* SELECTED EXCERPT:

══════════

The problem is rather the following:
$ touch ab
$ ln ab xy.
$ rm ab
$ rm xy.
rm: xy.: No such file or directory
$ rm xy
rm: xy: No such file or directory
: It sounds like this is a "feature" of the Win32 file system, in that
: it doesn't *quite* preserve the file name correctly. If so, there's
: not much we can do about it. Except, perhaps, to MIME encode the
: problem file names :-(
The issue is not one of missing filename preservation either, rather on
: DJ Delorie wrote:
: > It sounds like this is a "feature" of the Win32 file system, in that
: > it doesn't *quite* preserve the file name correctly. If so, there's
: > not much we can do about it. Except, perhaps, to MIME encode the
: > problem file names :-(
: It's a "feature" of the - in this respect absolutely brain damaged -
: NT/Win32 subsystem file naming/handling:
: NTFS knows the difference between "xy." and "xy" , but the Win32 layer
: "erases" this knowledge !

══════════

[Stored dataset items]
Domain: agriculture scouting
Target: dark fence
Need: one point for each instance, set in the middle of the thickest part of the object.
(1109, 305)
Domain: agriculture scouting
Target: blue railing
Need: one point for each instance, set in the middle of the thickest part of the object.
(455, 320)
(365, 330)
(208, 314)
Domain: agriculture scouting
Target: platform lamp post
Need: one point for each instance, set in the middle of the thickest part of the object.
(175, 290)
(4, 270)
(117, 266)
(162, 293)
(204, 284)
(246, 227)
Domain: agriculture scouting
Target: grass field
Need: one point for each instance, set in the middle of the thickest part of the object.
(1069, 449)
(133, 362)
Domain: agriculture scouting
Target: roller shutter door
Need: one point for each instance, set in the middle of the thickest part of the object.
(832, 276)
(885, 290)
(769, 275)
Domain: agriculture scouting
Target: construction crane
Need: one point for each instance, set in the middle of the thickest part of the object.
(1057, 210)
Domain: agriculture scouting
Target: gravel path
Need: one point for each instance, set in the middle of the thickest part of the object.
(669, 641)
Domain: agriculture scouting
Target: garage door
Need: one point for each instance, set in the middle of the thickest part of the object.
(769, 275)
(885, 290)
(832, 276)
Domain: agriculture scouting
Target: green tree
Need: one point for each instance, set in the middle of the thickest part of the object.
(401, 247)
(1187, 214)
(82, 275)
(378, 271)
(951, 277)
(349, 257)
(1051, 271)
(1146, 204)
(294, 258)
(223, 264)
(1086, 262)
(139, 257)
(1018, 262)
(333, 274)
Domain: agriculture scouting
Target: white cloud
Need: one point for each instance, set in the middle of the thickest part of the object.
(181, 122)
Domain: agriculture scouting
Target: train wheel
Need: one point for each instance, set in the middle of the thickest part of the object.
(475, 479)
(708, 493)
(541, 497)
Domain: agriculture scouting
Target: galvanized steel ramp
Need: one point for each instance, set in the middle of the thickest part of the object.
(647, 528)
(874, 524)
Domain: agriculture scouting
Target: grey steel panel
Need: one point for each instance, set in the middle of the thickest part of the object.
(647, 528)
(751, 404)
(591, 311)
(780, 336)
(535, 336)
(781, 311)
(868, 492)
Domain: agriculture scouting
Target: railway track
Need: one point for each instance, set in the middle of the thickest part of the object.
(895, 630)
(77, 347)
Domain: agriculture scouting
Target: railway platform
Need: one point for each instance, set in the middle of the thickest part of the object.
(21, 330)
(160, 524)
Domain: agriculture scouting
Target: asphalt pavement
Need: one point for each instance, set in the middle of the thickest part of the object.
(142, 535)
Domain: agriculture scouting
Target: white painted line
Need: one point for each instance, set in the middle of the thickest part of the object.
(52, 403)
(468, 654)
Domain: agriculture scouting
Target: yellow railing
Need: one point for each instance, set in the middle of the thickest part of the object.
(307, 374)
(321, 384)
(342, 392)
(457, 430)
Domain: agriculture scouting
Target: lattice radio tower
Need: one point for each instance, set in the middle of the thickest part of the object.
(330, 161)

══════════

* GIVEN TASK:
Write the next part of the mailing-list excerpt about trailing-dot file names on NTFS and Win32, picking up right after its last line. These items are unrelated to the mailing-list excerpt on Win32 file naming.

* THE RESPONSE:
: Getting this NTFS capability back under Win32 is not a trivial task,
: perhaps not doable without writing a kernel subsystem .
Don't know if that's the situation. I tried every tool I have (Norton
commander clones etc.)
: > Getting this NTFS capability back under Win32 is not a trivial task,
: > perhaps not doable without writing a kernel subsystem .
: > P.S.: The Interix Posix subsystem knows the difference on NTFS
: We've talked about bypassing the win32 file system layer for other
: things, but decided against it because it lets you create files that
: other standard win32 programs (like explorer) can't deal with.
Which one can?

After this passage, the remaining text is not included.